• [ЗАДАНИЕ A]: Какую должность занимает Сандиле Ноксина согласно выбранному отрывку?
───── ВЫБРАННЫЙ ОТРЫВОК ─────
"СОВЕТСКАЯ РОССИЯ" N 34 (12659), вторник, 15 марта 2005 г.

 

МЕНЯ ОБВИНЯЛИ В «ТЕРРОРИЗМЕ»

Интервью с участником освободительной борьбы в Южной Африке

Сандиле Ноксина — человек весьма известный и влиятельный в мире золота, алмазов, платины. Он — генеральный директор министерства минеральных ресурсов и энергии ЮАР — страны, обладающей огромными запасами этих драгоценных минералов. Однако Сандиле Ноксина меньше всего похож на преуспевающего чиновника. К его нынешней должности он шел не по лакированным коридорам престижных школ, университетов и банков, а через... подпольную вооруженную борьбу.
─────
• [ЗАДАНИЕ B]: Воспроизведите дословно все записи, приведенные ниже, не включая в ответ изображения.
───── ПРЕДОСТАВЛЕННЫЕ ЗАПИСИ ─────
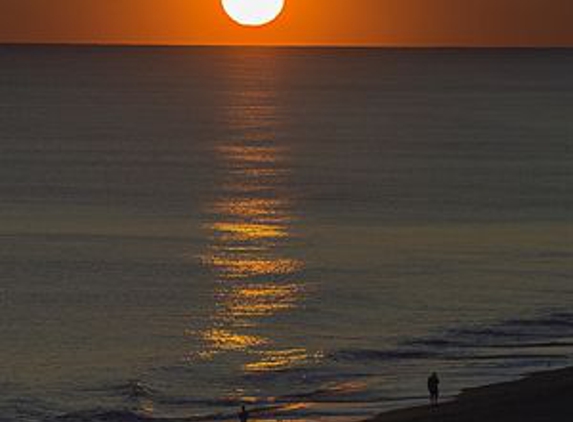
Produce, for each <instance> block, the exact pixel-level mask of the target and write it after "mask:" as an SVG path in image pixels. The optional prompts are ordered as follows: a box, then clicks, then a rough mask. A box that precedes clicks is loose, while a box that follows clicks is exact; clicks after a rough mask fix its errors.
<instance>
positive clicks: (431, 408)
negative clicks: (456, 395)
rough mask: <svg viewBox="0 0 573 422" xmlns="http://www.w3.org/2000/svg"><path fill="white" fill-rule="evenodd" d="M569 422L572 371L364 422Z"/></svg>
─────
• [ОЖИДАЕМЫЙ ОТВЕТ A]: Генеральный директор министерства минеральных ресурсов и энергии ЮАР.

• [ОЖИДАЕМЫЙ ОТВЕТ B]:
Produce, for each <instance> block, the exact pixel-level mask of the target and write it after "mask:" as an SVG path in image pixels. The optional prompts are ordered as follows: a box, then clicks, then a rough mask. A box that precedes clicks is loose, while a box that follows clicks is exact; clicks after a rough mask fix its errors.
<instance>
positive clicks: (431, 408)
negative clicks: (456, 395)
rough mask: <svg viewBox="0 0 573 422" xmlns="http://www.w3.org/2000/svg"><path fill="white" fill-rule="evenodd" d="M569 422L572 371L364 422Z"/></svg>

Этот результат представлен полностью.